> **Stored items from a collection**
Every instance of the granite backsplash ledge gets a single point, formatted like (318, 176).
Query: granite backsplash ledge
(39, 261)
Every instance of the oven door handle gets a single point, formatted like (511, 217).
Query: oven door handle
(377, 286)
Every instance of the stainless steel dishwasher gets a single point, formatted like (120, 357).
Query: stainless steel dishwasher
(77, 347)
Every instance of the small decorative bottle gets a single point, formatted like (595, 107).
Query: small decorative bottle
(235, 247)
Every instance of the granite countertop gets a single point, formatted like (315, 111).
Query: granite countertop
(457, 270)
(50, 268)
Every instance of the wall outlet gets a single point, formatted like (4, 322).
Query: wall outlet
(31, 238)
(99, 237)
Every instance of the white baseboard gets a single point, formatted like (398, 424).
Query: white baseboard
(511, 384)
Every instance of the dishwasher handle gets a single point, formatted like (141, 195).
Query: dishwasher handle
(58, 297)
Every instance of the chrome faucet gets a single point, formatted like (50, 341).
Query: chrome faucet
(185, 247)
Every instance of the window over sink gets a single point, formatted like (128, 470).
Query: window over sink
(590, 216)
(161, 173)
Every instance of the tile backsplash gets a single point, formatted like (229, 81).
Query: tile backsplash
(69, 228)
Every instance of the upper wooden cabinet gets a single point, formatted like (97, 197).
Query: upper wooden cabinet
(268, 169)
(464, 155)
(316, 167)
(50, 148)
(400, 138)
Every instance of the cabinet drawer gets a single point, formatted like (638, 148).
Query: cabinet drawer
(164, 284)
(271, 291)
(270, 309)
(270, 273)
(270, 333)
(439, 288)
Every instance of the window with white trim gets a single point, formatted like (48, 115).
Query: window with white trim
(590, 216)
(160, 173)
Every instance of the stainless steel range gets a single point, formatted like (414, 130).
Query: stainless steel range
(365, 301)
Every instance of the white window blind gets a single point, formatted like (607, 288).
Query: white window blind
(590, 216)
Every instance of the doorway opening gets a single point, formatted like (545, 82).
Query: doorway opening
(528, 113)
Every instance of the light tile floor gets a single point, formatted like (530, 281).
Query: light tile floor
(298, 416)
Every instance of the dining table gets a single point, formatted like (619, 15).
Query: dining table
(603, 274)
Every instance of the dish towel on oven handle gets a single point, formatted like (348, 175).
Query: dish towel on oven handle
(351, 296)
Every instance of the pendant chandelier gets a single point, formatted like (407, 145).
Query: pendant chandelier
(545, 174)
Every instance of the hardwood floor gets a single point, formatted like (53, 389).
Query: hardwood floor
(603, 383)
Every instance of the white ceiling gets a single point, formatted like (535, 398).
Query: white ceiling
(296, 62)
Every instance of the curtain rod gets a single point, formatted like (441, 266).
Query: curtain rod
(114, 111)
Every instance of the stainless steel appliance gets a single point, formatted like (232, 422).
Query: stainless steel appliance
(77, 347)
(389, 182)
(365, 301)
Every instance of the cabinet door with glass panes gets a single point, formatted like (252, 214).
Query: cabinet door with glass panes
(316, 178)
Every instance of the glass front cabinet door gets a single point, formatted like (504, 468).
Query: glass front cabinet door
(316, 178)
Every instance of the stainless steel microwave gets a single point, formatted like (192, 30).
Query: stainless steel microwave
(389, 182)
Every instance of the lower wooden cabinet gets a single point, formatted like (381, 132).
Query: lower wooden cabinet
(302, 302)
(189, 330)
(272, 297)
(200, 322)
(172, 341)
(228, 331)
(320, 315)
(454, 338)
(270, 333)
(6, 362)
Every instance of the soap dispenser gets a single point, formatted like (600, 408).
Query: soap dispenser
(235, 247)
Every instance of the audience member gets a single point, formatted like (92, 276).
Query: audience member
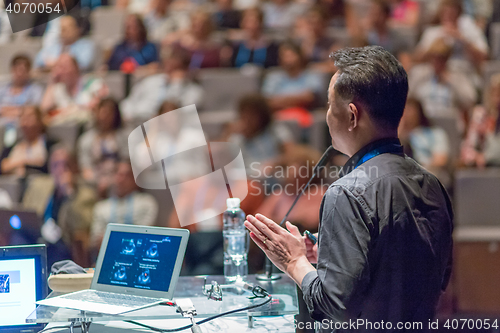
(293, 170)
(225, 16)
(405, 13)
(443, 93)
(160, 21)
(66, 205)
(293, 89)
(429, 144)
(380, 33)
(135, 47)
(30, 153)
(69, 95)
(70, 41)
(101, 147)
(254, 48)
(197, 42)
(469, 45)
(126, 206)
(172, 85)
(261, 140)
(315, 43)
(21, 90)
(481, 146)
(281, 14)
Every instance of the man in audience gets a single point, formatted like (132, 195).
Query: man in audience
(21, 90)
(127, 205)
(294, 89)
(443, 93)
(70, 41)
(174, 85)
(66, 207)
(70, 96)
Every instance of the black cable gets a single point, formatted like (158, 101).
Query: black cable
(156, 329)
(57, 327)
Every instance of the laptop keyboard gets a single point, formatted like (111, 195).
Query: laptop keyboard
(100, 297)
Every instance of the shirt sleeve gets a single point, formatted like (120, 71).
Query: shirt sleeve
(342, 272)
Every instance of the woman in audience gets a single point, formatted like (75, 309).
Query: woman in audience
(161, 21)
(261, 140)
(69, 96)
(66, 207)
(135, 47)
(469, 44)
(429, 145)
(21, 90)
(197, 42)
(294, 89)
(31, 151)
(293, 170)
(315, 43)
(255, 48)
(101, 147)
(281, 14)
(481, 146)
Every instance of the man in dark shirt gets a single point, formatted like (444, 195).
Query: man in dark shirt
(384, 248)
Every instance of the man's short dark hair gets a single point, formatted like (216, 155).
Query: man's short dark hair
(374, 78)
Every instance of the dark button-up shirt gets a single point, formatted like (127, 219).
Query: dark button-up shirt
(385, 244)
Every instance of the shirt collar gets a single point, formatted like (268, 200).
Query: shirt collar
(355, 159)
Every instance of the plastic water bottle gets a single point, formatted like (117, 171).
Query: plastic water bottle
(236, 242)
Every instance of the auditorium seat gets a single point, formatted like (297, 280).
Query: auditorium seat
(224, 87)
(476, 197)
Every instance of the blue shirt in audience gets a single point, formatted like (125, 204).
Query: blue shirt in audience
(147, 54)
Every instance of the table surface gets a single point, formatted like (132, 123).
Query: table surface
(190, 287)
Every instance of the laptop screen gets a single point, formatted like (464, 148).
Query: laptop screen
(22, 283)
(144, 261)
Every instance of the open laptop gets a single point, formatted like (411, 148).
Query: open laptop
(137, 267)
(23, 281)
(19, 227)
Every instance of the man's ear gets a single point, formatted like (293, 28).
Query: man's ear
(353, 116)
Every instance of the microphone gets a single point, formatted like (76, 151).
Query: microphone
(268, 275)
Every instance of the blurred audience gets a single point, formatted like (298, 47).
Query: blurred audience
(135, 47)
(161, 21)
(294, 89)
(260, 139)
(225, 16)
(126, 205)
(314, 40)
(70, 41)
(21, 90)
(282, 14)
(255, 47)
(197, 41)
(443, 93)
(174, 84)
(30, 152)
(66, 205)
(468, 42)
(428, 144)
(481, 146)
(69, 96)
(380, 33)
(101, 147)
(293, 170)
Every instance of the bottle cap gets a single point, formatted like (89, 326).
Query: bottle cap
(233, 203)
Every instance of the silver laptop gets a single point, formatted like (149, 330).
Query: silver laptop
(137, 267)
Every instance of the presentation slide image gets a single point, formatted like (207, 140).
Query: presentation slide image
(17, 291)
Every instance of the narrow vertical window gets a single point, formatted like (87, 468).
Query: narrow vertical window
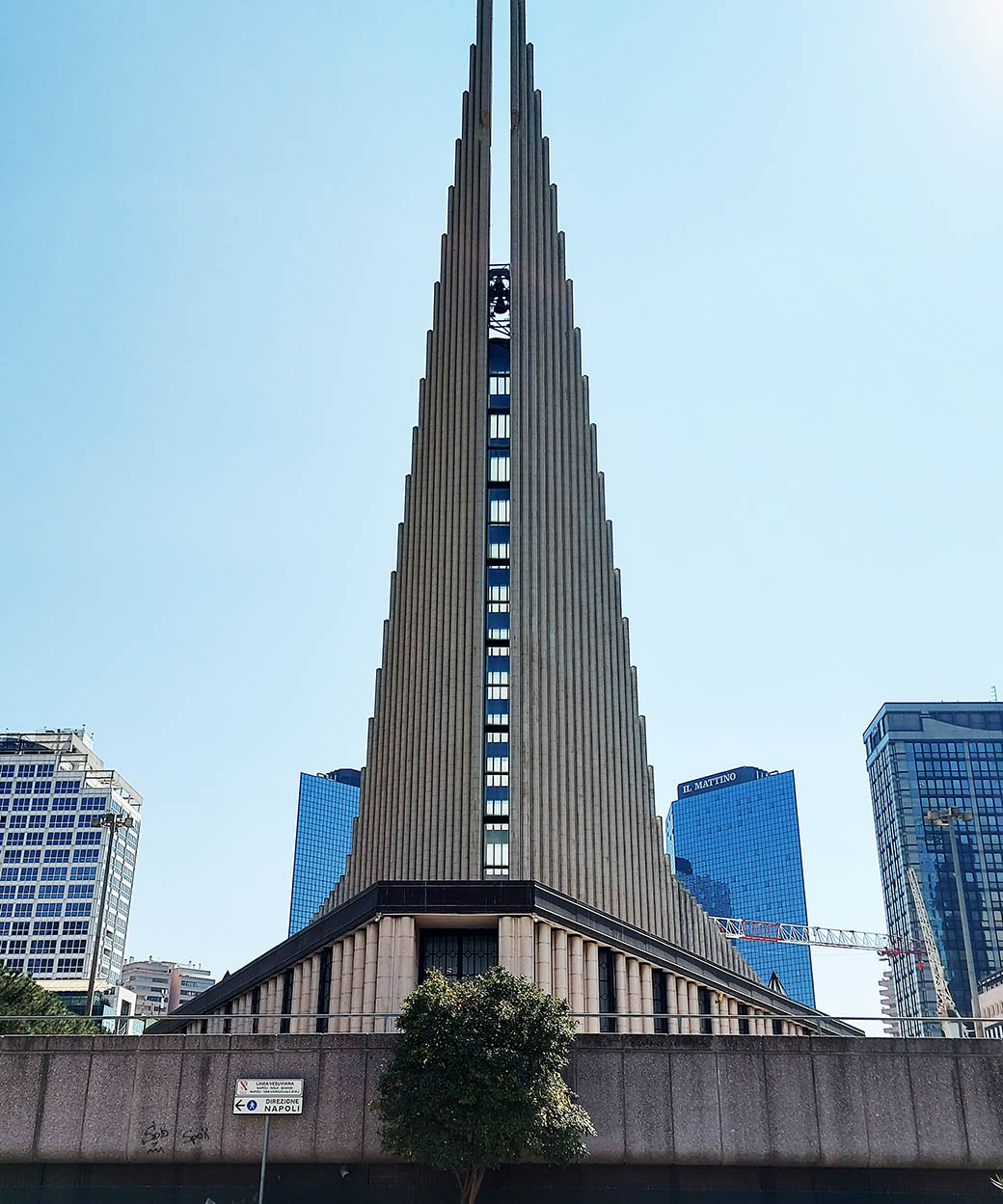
(703, 1008)
(607, 991)
(497, 647)
(324, 990)
(286, 1001)
(660, 1000)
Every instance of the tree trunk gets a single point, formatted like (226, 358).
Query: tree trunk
(470, 1184)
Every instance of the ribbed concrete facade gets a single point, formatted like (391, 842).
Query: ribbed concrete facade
(582, 816)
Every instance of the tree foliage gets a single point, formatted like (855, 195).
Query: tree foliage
(474, 1080)
(22, 996)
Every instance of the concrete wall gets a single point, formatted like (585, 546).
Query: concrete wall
(697, 1101)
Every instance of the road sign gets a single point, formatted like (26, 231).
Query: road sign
(269, 1087)
(267, 1106)
(269, 1097)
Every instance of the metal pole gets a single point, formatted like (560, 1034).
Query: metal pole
(100, 918)
(969, 965)
(264, 1161)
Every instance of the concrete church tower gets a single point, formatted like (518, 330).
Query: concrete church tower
(507, 806)
(581, 809)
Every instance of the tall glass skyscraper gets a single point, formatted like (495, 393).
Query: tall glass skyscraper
(930, 756)
(52, 787)
(737, 847)
(329, 803)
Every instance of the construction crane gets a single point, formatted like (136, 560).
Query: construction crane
(945, 1004)
(848, 938)
(807, 934)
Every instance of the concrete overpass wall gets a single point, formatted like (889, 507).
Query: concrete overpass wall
(683, 1101)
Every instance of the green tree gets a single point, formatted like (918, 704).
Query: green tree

> **STATED PROBLEM**
Scale the listing from the line containing "Every instance of the metal" up to and including the final line of the listing, reproducing every line in that span, request lines included. Multiply each answer coordinate by 0.95 and round it to the nearest whole number, with halves rounded up, but leave the format samples in the request lines unchanged.

> **OUTPUT**
Every instance of the metal pole gets a single point, formatted like (560, 1034).
Query: metal pole
(95, 872)
(921, 917)
(251, 1103)
Every instance of the concrete church tower gets a single point, formatted like (518, 330).
Query: concrete church tower
(482, 766)
(552, 769)
Every instance of the tall glass skyscraper gets a single point, formatted like (495, 393).
Query: tall glass skyscraper
(884, 718)
(49, 748)
(700, 805)
(313, 763)
Every instance of the construction crane gets a single point, formatted like (136, 560).
Query: construction crane
(898, 954)
(806, 891)
(767, 887)
Every instance of the concrete overpass wall gets a single point, formatted like (889, 507).
Query: concrete overpass wall
(649, 1046)
Every instance of the green tree gets a single point, formatted like (918, 704).
Query: green tree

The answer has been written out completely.